## TAREA POR HACER
Por favor, reúne todas las líneas del listado de abajo que contengan la palabra "young".

## LISTADO DE ORIGEN
%%

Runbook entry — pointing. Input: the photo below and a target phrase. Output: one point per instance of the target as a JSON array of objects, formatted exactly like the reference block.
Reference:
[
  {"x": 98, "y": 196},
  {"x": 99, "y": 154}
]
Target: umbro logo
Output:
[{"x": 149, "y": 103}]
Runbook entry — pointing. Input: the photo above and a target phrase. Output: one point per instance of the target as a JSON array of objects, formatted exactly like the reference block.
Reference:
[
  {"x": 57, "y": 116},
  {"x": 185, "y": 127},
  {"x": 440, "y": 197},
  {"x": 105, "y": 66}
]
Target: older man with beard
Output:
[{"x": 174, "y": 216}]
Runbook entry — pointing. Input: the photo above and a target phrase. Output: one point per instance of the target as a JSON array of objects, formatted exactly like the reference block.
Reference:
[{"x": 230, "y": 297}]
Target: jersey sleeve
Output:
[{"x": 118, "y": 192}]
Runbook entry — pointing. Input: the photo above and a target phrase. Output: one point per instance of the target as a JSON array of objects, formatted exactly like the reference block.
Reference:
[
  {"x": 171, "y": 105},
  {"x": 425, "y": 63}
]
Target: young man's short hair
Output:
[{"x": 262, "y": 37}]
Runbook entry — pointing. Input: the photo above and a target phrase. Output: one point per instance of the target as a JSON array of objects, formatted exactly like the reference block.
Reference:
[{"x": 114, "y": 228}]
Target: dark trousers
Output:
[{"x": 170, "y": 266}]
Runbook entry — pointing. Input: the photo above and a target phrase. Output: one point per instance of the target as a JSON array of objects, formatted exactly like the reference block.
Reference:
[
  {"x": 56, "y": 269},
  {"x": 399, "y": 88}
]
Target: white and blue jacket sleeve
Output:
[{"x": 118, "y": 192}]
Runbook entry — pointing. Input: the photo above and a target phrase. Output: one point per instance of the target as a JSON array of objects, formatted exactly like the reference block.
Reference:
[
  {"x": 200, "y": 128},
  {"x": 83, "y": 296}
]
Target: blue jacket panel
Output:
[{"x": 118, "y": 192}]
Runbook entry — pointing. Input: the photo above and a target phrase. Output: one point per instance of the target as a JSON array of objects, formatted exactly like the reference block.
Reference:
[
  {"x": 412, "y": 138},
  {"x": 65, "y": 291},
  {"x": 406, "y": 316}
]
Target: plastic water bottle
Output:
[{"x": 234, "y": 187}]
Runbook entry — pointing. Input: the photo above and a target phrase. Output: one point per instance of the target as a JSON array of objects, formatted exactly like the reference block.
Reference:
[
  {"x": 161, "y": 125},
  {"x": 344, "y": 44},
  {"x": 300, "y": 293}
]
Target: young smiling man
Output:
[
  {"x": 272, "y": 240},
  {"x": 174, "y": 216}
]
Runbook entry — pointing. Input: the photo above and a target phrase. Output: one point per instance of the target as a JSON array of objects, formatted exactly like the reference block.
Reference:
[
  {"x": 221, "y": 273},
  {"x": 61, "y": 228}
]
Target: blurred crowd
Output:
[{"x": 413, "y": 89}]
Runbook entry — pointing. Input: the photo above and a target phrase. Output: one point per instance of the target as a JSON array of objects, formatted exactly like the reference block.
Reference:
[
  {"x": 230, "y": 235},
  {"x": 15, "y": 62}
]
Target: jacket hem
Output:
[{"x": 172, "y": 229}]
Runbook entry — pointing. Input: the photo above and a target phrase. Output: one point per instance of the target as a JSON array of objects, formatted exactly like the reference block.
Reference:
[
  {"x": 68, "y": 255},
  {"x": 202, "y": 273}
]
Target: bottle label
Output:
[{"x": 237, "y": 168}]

%%

## RESULTADO DEL EJERCICIO
Target: young man's short hair
Target: young smiling man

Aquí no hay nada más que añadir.